*Data for this task:*
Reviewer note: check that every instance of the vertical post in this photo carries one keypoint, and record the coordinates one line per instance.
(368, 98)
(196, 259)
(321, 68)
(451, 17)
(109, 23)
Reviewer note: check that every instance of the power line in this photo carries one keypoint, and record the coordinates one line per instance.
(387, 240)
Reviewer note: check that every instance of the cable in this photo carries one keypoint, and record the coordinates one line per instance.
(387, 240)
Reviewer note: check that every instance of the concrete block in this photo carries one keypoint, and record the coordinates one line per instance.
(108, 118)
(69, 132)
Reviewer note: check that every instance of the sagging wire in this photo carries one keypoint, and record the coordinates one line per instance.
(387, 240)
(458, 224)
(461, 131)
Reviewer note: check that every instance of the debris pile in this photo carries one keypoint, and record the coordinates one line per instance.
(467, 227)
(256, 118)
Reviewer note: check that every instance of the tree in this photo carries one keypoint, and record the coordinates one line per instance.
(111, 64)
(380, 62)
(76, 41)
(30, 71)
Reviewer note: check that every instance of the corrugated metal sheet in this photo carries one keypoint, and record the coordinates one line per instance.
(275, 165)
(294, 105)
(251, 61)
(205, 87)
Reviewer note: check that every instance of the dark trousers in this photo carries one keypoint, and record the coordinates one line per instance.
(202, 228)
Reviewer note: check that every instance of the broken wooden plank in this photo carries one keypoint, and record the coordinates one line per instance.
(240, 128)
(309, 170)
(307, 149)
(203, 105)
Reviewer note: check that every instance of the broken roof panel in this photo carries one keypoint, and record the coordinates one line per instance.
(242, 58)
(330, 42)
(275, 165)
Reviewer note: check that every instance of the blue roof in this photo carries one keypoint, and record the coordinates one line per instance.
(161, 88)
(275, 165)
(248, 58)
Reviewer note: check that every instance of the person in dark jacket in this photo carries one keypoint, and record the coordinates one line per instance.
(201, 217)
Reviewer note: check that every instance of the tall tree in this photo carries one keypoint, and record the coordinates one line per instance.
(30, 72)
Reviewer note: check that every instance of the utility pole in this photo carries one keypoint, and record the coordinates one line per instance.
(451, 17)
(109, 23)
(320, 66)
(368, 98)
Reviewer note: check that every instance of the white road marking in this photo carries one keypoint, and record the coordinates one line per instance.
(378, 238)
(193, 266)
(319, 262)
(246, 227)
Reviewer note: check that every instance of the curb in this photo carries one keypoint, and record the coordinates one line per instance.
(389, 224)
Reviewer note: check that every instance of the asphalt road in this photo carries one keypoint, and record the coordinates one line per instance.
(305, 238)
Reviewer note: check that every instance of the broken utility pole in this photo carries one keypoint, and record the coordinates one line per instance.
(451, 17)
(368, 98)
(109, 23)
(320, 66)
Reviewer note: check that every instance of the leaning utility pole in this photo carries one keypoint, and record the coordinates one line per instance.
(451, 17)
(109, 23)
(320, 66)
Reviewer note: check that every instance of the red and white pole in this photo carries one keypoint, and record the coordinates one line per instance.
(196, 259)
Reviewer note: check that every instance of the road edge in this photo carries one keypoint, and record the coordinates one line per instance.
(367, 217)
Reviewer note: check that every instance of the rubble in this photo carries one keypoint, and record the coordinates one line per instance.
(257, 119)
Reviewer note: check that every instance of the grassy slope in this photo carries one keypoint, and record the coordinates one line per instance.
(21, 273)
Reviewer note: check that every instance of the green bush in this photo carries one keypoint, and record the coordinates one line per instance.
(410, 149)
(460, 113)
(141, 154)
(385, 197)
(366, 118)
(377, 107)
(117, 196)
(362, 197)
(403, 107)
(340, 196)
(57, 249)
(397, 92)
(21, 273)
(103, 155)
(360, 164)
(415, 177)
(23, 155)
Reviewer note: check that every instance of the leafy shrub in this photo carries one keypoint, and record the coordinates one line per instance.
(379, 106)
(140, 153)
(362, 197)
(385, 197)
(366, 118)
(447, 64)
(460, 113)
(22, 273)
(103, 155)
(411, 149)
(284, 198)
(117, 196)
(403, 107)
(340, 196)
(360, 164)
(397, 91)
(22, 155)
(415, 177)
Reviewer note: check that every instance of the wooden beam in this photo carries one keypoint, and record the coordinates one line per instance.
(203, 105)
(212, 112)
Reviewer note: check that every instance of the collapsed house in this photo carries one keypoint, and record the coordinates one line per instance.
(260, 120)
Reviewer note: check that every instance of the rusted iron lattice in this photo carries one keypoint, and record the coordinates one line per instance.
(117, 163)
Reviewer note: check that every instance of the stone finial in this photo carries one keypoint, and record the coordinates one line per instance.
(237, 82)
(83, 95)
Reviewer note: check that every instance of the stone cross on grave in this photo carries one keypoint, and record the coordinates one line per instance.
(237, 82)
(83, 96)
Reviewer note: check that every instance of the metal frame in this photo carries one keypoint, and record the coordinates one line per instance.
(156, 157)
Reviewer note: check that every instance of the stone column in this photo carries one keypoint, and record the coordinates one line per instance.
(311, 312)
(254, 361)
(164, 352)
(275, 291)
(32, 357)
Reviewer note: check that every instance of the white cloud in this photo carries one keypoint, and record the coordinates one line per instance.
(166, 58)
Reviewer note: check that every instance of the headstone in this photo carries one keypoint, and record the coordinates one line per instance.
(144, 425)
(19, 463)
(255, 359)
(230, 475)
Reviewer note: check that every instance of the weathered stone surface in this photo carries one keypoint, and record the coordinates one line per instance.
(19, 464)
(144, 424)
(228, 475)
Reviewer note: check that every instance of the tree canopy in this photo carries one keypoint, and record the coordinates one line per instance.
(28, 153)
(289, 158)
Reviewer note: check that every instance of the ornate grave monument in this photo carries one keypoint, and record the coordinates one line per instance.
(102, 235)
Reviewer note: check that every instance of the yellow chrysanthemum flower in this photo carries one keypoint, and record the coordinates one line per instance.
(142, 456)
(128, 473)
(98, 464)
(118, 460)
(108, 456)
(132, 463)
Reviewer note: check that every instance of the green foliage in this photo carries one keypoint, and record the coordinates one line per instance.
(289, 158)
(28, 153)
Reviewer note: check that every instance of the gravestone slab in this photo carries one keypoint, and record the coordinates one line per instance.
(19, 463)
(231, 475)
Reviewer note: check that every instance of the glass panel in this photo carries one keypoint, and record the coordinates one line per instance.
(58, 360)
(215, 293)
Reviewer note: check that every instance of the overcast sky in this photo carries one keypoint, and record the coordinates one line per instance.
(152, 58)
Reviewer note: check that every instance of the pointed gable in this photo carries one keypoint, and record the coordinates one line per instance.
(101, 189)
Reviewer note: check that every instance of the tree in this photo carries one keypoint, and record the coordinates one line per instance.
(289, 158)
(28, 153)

*What you have to do:*
This exercise calls for the entries to be restated exactly.

*Solution for this task:*
Reviewer note: check that every instance of the vertical post in this photo carries one keypoint, and record the coordinates one line per instance.
(368, 98)
(196, 259)
(321, 68)
(451, 17)
(109, 23)
Reviewer note: check that every instance of the power line in this photo carries one keypoint, and record the coordinates one line per instance.
(387, 240)
Reviewer note: check that every instance of the cable in this photo carries one keypoint, and record the coordinates one line per instance.
(387, 240)
Reviewer note: check that every instance of the concrete block in this photo carries one keypoint, and record the coordinates one line per instance.
(108, 118)
(69, 132)
Reviewer note: check that every instance of the sagging wire in this photo carries one keypoint, and record the coordinates one line per instance.
(387, 240)
(458, 224)
(461, 131)
Reviewer note: check that every instance of the debris pile in this photo carries one keypoint, and record the coordinates one line per instance.
(467, 227)
(256, 118)
Reviewer note: check that every instance of the tree in this photo carries one keypoint, and record the coordinates one line per instance.
(111, 64)
(380, 62)
(76, 41)
(30, 71)
Reviewer note: check that every instance of the corrugated metal sheet in this photo carries one keypoint, and record the coordinates one line per instance.
(275, 165)
(294, 105)
(251, 61)
(205, 87)
Reviewer note: check that every instance of the dark trousers in this photo carries one keypoint, and record the coordinates one line per instance.
(202, 228)
Reviewer note: check that every instance of the broken wooden plank in this photo carries one keypoint, and record the coordinates one line per instance.
(240, 128)
(309, 170)
(307, 149)
(203, 105)
Reviewer note: check that every instance of the broken roof panel in this photo carries one keypoint, and record the coordinates one line per instance.
(242, 58)
(330, 42)
(275, 165)
Reviewer note: check that every instance of the blue roof in this photo carries one keypoint, and record the coordinates one line per instance.
(161, 88)
(275, 165)
(248, 58)
Reviewer note: check that every instance of the person in dark jacket in this photo carries one keypoint, and record the coordinates one line per instance.
(201, 217)
Reviewer note: check that every instance of the tall tree in this photo carries one keypoint, and record the coordinates one line per instance.
(30, 72)
Reviewer note: check that every instance of the utility pole in this photo carries one keypoint, and record the coordinates one line per instance.
(451, 17)
(109, 23)
(320, 66)
(368, 98)
Reviewer note: check that every instance of the white road marking in this photo carries one keypoint, and record the coordinates one line per instance.
(378, 238)
(193, 266)
(319, 262)
(246, 227)
Reviewer note: check that every instance of the curb in this photo carries one keypoint, and record the coordinates one line per instance.
(389, 224)
Reviewer note: check that every instance of the asphalt road in this photo carries one keypoint, and record the coordinates one line per instance.
(305, 238)
Reviewer note: check that every instance of the broken utility pole in this photo carries one keypoint, and record the coordinates one line per instance.
(451, 17)
(368, 98)
(109, 23)
(320, 66)
Reviewer note: check that every instance of the leaning utility pole in this photo carries one keypoint, and record the coordinates one line per instance.
(451, 17)
(109, 23)
(320, 66)
Reviewer note: check that every instance of the red and white pole in this photo carries one keypoint, and record the coordinates one line per instance.
(196, 259)
Reviewer note: check that every instance of the road edge in this photo carries one keypoint, and record the coordinates one line per instance.
(367, 217)
Reviewer note: check that every instance of the rubble in this photo carries one keypoint, and record the coordinates one line per instance.
(257, 119)
Reviewer note: check that every instance of the grassy slope in this photo carries one keypoint, and record the coordinates one line per instance.
(21, 273)
Reviewer note: check that every instance of the green bush in this photo carries one keypoint, and record the coordinates one line per instance.
(410, 149)
(460, 113)
(141, 154)
(385, 197)
(366, 118)
(377, 107)
(117, 196)
(362, 197)
(403, 107)
(340, 196)
(57, 249)
(397, 92)
(21, 273)
(103, 155)
(360, 164)
(415, 177)
(23, 155)
Reviewer note: check that every instance of the leafy shrub in this photo carries one keypoint, and record the coordinates one line per instance.
(379, 106)
(140, 153)
(362, 197)
(385, 197)
(366, 118)
(447, 64)
(460, 113)
(22, 273)
(103, 155)
(411, 149)
(284, 198)
(117, 196)
(403, 107)
(340, 196)
(360, 164)
(397, 91)
(22, 155)
(415, 177)
Reviewer note: check that every instance of the wooden beam in this photo carries one keypoint, and record the coordinates one line per instance.
(203, 105)
(212, 112)
Reviewer note: check that every instance of the collapsed house in this photo carries one keypoint, and record the coordinates one line per instance.
(260, 120)
Reviewer note: check that every instance of the rusted iron lattice in this photo carries one keypoint, and record the coordinates one line per instance.
(117, 163)
Reviewer note: check that every instance of the stone finial in this photo carries one keypoint, and record the coordinates one line per instance.
(237, 82)
(83, 95)
Reviewer note: check that every instance of the stone cross on grave in this photo carries one keypoint, and record the coordinates one line per instance.
(237, 82)
(83, 96)
Reviewer note: check that every instance of the metal frame in this photo carries one keypoint, and record the coordinates one line per instance.
(156, 157)
Reviewer note: check that every instance of the stone column in this photo carries one keypoint, and record the coordinates one line per instance.
(311, 312)
(254, 361)
(164, 352)
(275, 291)
(32, 357)
Reviewer note: check that every instance of the white cloud in this photo carries one keypoint, and record the coordinates one line per instance.
(166, 58)
Reviewer note: check that every instance of the headstone in this photo carries one keypoint, and record the coordinates one line per instance.
(144, 425)
(19, 463)
(255, 359)
(230, 475)
Reviewer note: check that every instance of the weathered stone surface in this photo carries one keypoint, and record the coordinates one line per instance.
(19, 464)
(144, 424)
(228, 475)
Reviewer note: check that every instance of the tree canopy in this photo carries one keypoint, and record the coordinates one line per instance.
(28, 153)
(289, 158)
Reviewer note: check that every instance of the ornate grave monument in this photo carries one keypoint, and record the coordinates one line per instance.
(102, 235)
Reviewer note: check that every instance of the yellow chrysanthemum flower in this photo carries one keypoint, and record the coordinates one line per instance.
(142, 456)
(128, 473)
(98, 464)
(118, 460)
(108, 456)
(132, 463)
Reviewer note: check that every instance of the green foliage in this photo carries one keypoint, and record the coordinates one line per instance.
(289, 158)
(28, 153)
Reviewer note: check that every instance of the gravestone slab in this photo carries one keypoint, and record the coordinates one line per instance.
(19, 463)
(231, 475)
Reviewer note: check that every instance of the glass panel in this photo carries one keypoint, and record the coordinates one line per instance.
(58, 360)
(215, 293)
Reviewer note: check that every instance of the overcast sky in this photo carries one keypoint, and record the coordinates one line per instance.
(152, 58)
Reviewer note: check that every instance of the pointed gable in this photo carries one keypoint, and record the coordinates one line per instance.
(101, 189)
Reviewer note: check that every instance of the tree in this photo carries one keypoint, and record the coordinates one line per instance.
(289, 158)
(28, 153)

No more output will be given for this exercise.